[Recorded data]

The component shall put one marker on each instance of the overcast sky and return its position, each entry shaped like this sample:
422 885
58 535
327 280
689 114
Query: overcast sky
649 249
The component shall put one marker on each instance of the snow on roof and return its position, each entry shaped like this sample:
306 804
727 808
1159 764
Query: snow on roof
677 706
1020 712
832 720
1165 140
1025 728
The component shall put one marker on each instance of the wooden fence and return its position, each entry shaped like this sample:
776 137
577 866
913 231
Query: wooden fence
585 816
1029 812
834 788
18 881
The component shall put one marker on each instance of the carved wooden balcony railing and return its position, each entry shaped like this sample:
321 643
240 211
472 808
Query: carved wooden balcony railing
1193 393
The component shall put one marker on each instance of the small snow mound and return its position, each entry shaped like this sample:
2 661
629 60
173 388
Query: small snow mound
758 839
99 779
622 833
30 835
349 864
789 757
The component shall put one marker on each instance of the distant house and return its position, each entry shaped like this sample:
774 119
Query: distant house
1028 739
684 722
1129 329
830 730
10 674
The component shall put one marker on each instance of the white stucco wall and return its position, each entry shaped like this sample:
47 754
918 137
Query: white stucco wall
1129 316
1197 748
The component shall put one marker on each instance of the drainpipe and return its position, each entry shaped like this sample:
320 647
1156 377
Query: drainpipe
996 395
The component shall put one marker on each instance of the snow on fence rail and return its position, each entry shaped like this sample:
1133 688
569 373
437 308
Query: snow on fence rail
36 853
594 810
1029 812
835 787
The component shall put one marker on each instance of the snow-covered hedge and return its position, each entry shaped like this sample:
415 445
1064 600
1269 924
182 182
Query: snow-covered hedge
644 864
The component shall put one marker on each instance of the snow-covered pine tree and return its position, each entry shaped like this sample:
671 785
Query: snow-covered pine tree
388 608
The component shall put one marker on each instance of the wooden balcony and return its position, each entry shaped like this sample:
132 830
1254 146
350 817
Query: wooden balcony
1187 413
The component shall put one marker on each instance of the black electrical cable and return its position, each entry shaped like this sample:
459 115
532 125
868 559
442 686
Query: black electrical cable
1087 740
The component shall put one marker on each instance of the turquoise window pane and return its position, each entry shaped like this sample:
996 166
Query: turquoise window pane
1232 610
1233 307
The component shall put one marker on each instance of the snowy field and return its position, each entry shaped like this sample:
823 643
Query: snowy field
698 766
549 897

__What the task requires__. Go through the records above and set each one down exactly, please.

__Task output__.
The component shall put one marker on each instance of the overcast sky and return its position, each entry shaped like this sample:
422 885
58 535
327 280
689 114
Query: overcast sky
649 249
The component shall put one marker on each instance of the snow on roof and return its position, each entry shaped like this sample:
306 804
727 808
1159 764
Query: snow on roof
677 706
1020 712
832 720
1165 140
1025 728
The component shall put one marker on each instance of the wooden fence and return its position, each entry shaped like this sample:
776 137
577 866
913 231
Query: wooden fence
585 816
1029 812
834 788
18 881
The component shall put one marker on each instance of the carved wooden balcony railing and return its position, each entry shaped like this sample:
321 643
240 211
472 808
Query: carved wooden balcony railing
1193 393
The component shall put one marker on each instance of the small snow mound and return its position, each entry shaped like this sample:
2 661
629 60
173 388
Query: small snow mound
758 839
99 779
622 833
30 835
349 864
789 757
The component shall put one marker on each instance of the distant house and return its position, each entry shaped like this sample:
774 119
Query: distant house
1028 739
684 722
1129 329
830 730
10 674
The component shall put one marker on each instance of the white stucco wall and return its position, each entry shaped like this sample:
47 754
918 137
Query: white stucco wall
1129 316
1197 748
The component shall put one marker on each instance of the drainpipe and return its position, each entry shaped like this sample:
320 647
1156 377
Query: drainpipe
996 395
The component shall put one marker on each instance of the snow on fence rail and return its position, each entry shaped like this sample:
1133 688
569 373
437 308
Query: snow on fence rail
36 853
594 810
1029 812
835 787
The component shall put one marker on each instance of the snow-covered hedge and return its position, each entry shaped like this sample:
415 445
1064 600
1269 924
182 182
Query: snow-covered hedge
644 864
The component shall put one marker on each instance of the snow-covered pine tree and return its position, each entry shaped like this sample:
671 785
Query: snow-covered pine tree
388 608
The component shall put one marker on each instance of the wooden balcony and return its position, each entry shaped like this sample:
132 830
1254 146
350 817
Query: wooden balcony
1187 413
The component shall put one marker on each instance of the black electrical cable and return its position, each entry shaped like this sample:
459 115
532 125
868 559
442 686
Query: black electrical cable
1087 740
The component shall put one marker on each instance of the turquoise window pane and return its position, each entry shaped like this sample:
996 166
Query: turquoise window pane
1232 610
1233 307
The component shall put one marker on each instance of the snowy field and return its position, each entry shaped like this sample:
823 643
Query: snowy field
698 766
549 897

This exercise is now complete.